Problem statement:
Reproduce the stretch of the Amalfi Coast hiking text from "Most of the" through "the way down.", word for word.

Reading text:
__________

Halfway |
I’ve hiked in a few spectacular places since I figured out that it was do-able - the Himalaya, Patagonia, Kilimanjaro, Tajikistan, the Canadian Rockies - so I hope you’ll consider my opinion authoritative when I say that the hiking on the Amalfi Coast of Italy is right up there with the best of ‘em. In fact, considering that it doesn’t involve the vicissitudes of altitude and yields views for which “spectacular” is far too mild, I should think you want to get your boots on and head for Amalfi right now.
Most of the walks above the coastal towns, in the valleys and across the ridges of the Monte Latari (“Milk Mountains” as the range is called) are day walks, but don’t be thinking they are easy. Depending upon just where you start and finish, you can find yourself climbing hundreds, if not thousands, of those stone steps for which the Coast is so famous. The 1200 down into Positano at the end of the “Path of the Gods”, for example. This is the most well-known of the walks near Amalfi, and takes you from the town of Agerola (which sits on a surprisingly flat(ish) bit of country about halfway up the mountains) and ends in Positano at the end of the aforementioned steps - that is, if you don’t linger too long over lunch in one of the small villages, Nocelle, say, or Montepertuso, and decide to take the bus the rest of the way down.

__________

(Stored data)
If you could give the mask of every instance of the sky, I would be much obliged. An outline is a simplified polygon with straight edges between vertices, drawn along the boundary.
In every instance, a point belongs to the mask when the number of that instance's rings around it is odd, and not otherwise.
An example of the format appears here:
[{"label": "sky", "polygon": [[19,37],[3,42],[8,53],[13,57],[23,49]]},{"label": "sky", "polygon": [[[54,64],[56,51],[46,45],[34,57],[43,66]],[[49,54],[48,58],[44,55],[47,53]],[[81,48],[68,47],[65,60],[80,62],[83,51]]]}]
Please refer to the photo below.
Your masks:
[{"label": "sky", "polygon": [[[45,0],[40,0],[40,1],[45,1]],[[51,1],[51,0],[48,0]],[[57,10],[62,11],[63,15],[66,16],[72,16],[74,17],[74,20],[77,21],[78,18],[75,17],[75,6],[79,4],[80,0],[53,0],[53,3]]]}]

__________

Reply:
Most of the walks above the coastal towns, in the valleys and across the ridges of the Monte Latari (“Milk Mountains” as the range is called) are day walks, but don’t be thinking they are easy. Depending upon just where you start and finish, you can find yourself climbing hundreds, if not thousands, of those stone steps for which the Coast is so famous. The 1200 down into Positano at the end of the “Path of the Gods”, for example. This is the most well-known of the walks near Amalfi, and takes you from the town of Agerola (which sits on a surprisingly flat(ish) bit of country about halfway up the mountains) and ends in Positano at the end of the aforementioned steps - that is, if you don’t linger too long over lunch in one of the small villages, Nocelle, say, or Montepertuso, and decide to take the bus the rest of the way down.